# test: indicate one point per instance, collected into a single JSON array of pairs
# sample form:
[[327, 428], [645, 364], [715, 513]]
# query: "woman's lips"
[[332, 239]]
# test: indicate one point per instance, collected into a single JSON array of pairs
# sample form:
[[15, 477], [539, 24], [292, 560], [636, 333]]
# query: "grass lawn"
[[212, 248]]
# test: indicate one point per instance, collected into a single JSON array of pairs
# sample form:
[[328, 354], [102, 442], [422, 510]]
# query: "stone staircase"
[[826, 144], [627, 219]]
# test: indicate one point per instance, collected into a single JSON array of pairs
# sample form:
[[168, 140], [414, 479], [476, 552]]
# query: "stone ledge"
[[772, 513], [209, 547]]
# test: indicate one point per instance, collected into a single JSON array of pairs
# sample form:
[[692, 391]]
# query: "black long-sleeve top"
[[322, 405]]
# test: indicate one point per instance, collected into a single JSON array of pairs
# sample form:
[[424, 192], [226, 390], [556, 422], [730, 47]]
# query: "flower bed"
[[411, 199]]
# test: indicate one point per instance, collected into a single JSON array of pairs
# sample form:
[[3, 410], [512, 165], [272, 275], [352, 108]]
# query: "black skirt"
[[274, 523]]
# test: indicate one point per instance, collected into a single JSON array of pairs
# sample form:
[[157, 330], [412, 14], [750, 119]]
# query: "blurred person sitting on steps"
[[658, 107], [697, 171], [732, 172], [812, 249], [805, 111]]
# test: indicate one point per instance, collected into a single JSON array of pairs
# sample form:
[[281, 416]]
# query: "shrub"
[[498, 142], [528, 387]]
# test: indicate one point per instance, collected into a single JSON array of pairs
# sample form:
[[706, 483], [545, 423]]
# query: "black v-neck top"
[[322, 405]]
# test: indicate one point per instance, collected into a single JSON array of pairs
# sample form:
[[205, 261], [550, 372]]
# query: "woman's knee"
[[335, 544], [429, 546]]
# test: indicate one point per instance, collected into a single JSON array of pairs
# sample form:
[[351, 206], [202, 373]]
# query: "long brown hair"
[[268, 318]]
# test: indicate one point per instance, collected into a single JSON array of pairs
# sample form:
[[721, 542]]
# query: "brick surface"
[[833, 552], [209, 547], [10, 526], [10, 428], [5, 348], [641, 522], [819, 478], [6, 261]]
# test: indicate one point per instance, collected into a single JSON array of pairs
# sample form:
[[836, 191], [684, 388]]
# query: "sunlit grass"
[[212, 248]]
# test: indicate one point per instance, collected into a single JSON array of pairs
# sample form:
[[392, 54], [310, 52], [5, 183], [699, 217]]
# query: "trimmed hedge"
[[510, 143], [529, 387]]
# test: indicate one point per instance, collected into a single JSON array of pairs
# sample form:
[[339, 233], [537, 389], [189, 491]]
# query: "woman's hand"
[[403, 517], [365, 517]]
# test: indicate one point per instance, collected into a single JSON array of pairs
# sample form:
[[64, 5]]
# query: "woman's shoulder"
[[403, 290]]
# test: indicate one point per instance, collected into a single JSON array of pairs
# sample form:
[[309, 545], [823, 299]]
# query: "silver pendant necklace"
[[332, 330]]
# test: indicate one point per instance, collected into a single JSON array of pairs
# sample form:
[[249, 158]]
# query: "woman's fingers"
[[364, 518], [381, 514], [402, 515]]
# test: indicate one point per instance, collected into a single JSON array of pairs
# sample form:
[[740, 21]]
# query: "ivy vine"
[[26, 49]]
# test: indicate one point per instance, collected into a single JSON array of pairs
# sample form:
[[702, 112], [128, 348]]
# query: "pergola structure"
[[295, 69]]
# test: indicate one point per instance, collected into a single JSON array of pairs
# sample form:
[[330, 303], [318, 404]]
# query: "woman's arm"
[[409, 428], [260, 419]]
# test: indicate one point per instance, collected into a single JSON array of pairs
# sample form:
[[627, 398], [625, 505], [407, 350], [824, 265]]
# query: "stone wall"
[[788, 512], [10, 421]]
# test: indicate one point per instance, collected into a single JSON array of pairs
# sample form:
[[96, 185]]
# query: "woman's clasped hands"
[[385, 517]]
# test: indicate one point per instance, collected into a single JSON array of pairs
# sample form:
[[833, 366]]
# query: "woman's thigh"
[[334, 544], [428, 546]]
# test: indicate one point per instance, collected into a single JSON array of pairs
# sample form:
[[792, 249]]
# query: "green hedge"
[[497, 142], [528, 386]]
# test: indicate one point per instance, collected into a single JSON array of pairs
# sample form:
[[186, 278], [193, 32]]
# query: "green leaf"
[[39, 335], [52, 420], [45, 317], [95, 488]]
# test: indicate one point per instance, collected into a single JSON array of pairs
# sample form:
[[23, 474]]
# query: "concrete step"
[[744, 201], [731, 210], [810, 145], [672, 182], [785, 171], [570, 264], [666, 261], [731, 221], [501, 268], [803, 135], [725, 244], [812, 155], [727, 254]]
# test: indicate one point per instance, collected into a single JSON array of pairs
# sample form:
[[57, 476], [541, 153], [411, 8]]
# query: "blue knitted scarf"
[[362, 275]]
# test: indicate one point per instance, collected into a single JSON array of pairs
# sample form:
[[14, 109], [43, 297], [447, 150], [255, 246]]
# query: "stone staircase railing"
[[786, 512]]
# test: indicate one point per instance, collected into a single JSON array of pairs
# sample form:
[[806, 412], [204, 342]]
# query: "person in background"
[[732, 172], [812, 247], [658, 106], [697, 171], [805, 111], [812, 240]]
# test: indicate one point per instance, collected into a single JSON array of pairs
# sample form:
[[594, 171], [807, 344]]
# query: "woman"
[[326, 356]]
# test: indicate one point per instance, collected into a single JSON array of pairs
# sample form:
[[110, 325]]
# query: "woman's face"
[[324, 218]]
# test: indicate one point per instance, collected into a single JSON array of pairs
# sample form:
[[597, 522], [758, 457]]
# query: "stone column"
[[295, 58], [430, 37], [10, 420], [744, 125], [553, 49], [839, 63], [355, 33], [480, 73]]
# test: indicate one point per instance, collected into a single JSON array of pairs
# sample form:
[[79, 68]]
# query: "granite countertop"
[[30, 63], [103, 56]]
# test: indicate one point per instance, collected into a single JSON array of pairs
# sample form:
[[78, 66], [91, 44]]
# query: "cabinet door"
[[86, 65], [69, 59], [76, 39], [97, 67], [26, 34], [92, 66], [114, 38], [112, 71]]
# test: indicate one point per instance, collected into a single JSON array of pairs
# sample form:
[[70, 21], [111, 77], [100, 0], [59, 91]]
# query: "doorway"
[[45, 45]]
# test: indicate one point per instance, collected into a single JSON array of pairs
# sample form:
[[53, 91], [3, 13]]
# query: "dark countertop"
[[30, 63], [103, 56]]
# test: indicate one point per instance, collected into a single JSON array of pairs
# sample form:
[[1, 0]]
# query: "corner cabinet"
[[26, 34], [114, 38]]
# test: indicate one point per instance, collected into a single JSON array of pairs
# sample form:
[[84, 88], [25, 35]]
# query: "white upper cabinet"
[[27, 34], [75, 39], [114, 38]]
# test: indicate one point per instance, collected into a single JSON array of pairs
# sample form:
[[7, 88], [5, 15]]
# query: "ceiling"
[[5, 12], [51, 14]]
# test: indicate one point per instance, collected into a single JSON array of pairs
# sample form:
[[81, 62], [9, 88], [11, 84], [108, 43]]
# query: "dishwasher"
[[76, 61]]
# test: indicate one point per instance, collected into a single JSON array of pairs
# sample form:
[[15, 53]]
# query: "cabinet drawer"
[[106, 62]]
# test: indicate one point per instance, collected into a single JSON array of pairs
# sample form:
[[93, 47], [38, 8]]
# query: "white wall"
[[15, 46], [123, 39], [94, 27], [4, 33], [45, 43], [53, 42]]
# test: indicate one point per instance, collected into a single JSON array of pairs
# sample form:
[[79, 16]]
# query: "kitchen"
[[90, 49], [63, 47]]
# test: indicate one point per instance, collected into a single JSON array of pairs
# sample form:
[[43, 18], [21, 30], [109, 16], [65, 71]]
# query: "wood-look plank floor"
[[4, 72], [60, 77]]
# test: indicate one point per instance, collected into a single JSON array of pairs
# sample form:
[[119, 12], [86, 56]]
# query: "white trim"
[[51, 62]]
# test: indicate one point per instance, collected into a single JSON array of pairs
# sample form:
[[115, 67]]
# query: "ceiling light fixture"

____________

Written task | Which lines above contain the word "woman"? Identify each one and copy it in full.

Reply |
# query: "woman's lips"
# query: "woman's knee"
# query: "woman's hand"
# query: "woman's shoulder"
# query: "woman's fingers"
# query: "woman's arm"
# query: "woman's clasped hands"
# query: "woman's thigh"
# query: "woman"
# query: "woman's face"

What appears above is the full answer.